> REQUESTS
a) From the memoir of Montreal nightlife, reproduce the stretch from "Gary Eisenkraft had" through "few years later?" word for word.
b) Render the stretch of the records from the line containing "Find the twig" through the line containing "58 131 L 17" as a JSON list of strings, one string per line, omitting blank lines.

When the “British Invasion” happened in rock and roll the
old guy who owned Café Andre decided to open
a place upstairs to cater to people who preferred wilder music than folk
and liked to dance. They had a disc jockey who I think was named Gordie
Lariche. He once told me a story about being a golf hustler in Texas and
turning his profits into a Studebaker Avanti sports car. It could have
happened? I remember dancing with a gal I met from Verdun to the Stone’s “Get
Off Of My Cloud” and Len Barry’s “1-2-3”.
The bartender downstairs at the Berkley Hotel on
Sherbrooke Street was German or Austrian. The place was really only for going
to have a drink. Although there wasn’t any dancing there was a juke box. For
several months the Association’s “Never My Love” was played over and over
again. A number of wealthy Westmount kids hung out in the bar and occasionally
the bartender would hand the phone over to them. Maybe an inquiring parent
wondering how drunk their kid was and if a car should be sent to pick him up?
When I was still in high school somebody rented a room at
the Berkley Hotel and over 100 people turned up and trashed the place.
Now and then the police raided places where underage
drinking was going on. All in all I think I was picked up and taken away in a
paddy wagon about 4 times. One of those 4 times was at the Café Andre and
another was at the Berkley Hotel.
Some young guys would head down to Lake George, New York
on the Labour Day weekends for 3 days of drunken partying. The town is about
half way between New York City and Montreal. I remember somebody putting Kool Aid
in the motel manager’s aquarium. The town was packed with people on those
weekends. Motorcycle clubs, hippies, college kids, all turned up. I remember
this one huge bar very near Fort William Henry and facing the lake. A black guy
who looked a bit like Jimmy Hendrix with a headband and a vest and his band
were the entertainment. The security staff were all local guys and wore road
crew vests. I remember standing outside this joint and seeing drunks and shit
disturbers being tossed out on their ears. The only thing missing was the
saloon swinging doors.
Back in Montreal things were changing very fast. Coffee
houses started to spring up like The Yellow Door on Aylmer Street and The
Limelight on Pirece Street. A guy named Gary Eisenkraft from N.D.G. owned a
number of these joints including The New Penelope. He brought acts like Gordon
Lightfoot, Ian & Sylvia, Joni Mitchell, Frank Zappa, Buffy St. Marie, Sonny
Terry and Brownie McGee to Montreal. A big name folksinger at the time was
Bruce Murdoch. One night I saw him outside one of Gary Eisenkraft’s clubs
totally wasted. Years later I was surprised to read that he had put his life
back together and had actually been a high school principal for a time. Good
for him!
Gary Eisenkraft had a pretty interesting life and I
highly recommend Googling him. Unfortunately the only time I met him was one
night when he was checking out the line-up outside one of his clubs and picking
out who could jump the cue. Shades of Steve Rubell at Studio 54 in New York a
few years later?

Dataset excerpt

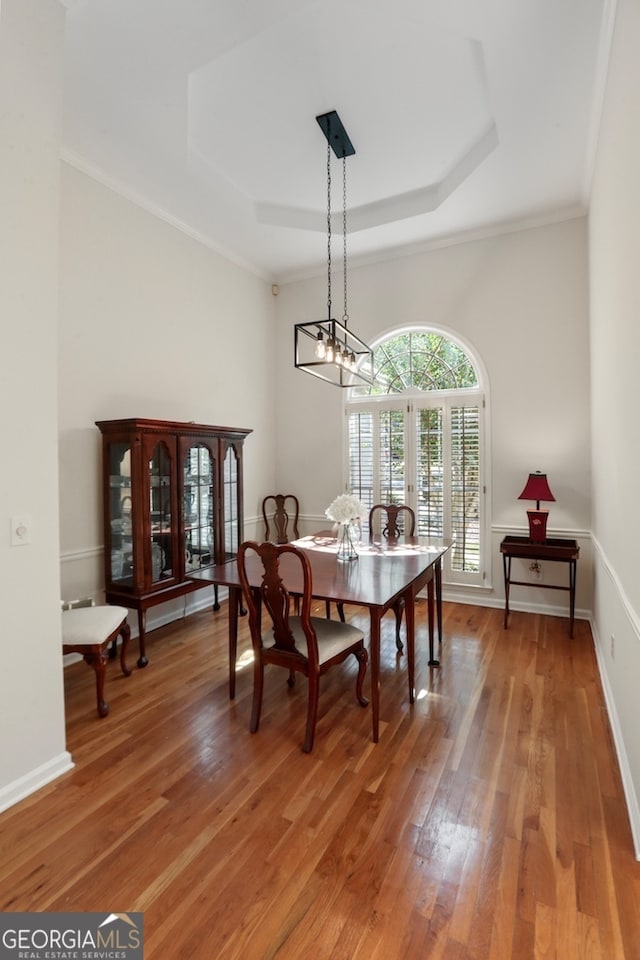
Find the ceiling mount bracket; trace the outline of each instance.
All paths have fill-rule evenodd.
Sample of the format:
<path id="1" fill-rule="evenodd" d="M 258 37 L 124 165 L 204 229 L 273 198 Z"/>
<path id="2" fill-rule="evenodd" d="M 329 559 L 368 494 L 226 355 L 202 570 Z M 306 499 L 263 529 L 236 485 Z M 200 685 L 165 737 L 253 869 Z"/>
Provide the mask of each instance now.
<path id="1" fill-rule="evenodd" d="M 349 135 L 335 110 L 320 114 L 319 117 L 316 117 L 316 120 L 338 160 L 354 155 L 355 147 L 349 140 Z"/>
...
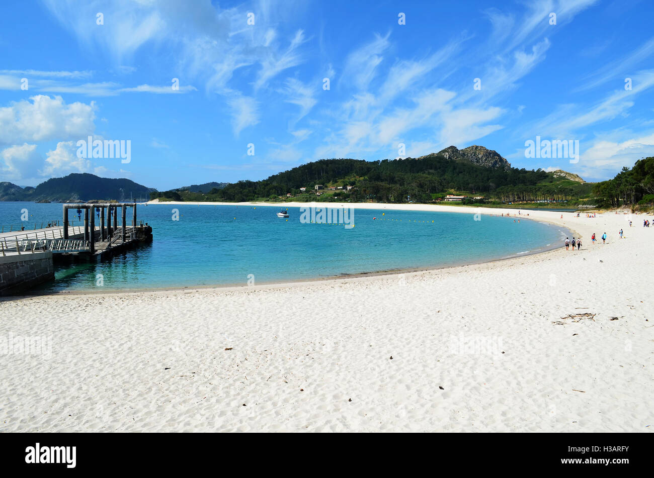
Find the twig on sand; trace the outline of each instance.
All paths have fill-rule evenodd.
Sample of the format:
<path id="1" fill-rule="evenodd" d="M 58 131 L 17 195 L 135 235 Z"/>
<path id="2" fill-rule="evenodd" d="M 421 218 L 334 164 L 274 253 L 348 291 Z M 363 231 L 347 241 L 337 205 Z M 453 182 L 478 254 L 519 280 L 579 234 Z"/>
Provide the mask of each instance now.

> FINAL ANSWERS
a)
Gary Eisenkraft had a pretty interesting life and I
highly recommend Googling him. Unfortunately the only time I met him was one
night when he was checking out the line-up outside one of his clubs and picking
out who could jump the cue. Shades of Steve Rubell at Studio 54 in New York a
few years later?

b)
[
  "Find the twig on sand; trace the outline of each instance.",
  "All paths have fill-rule evenodd.",
  "Sample of the format:",
  "<path id=\"1\" fill-rule=\"evenodd\" d=\"M 58 131 L 17 195 L 135 235 Z\"/>"
]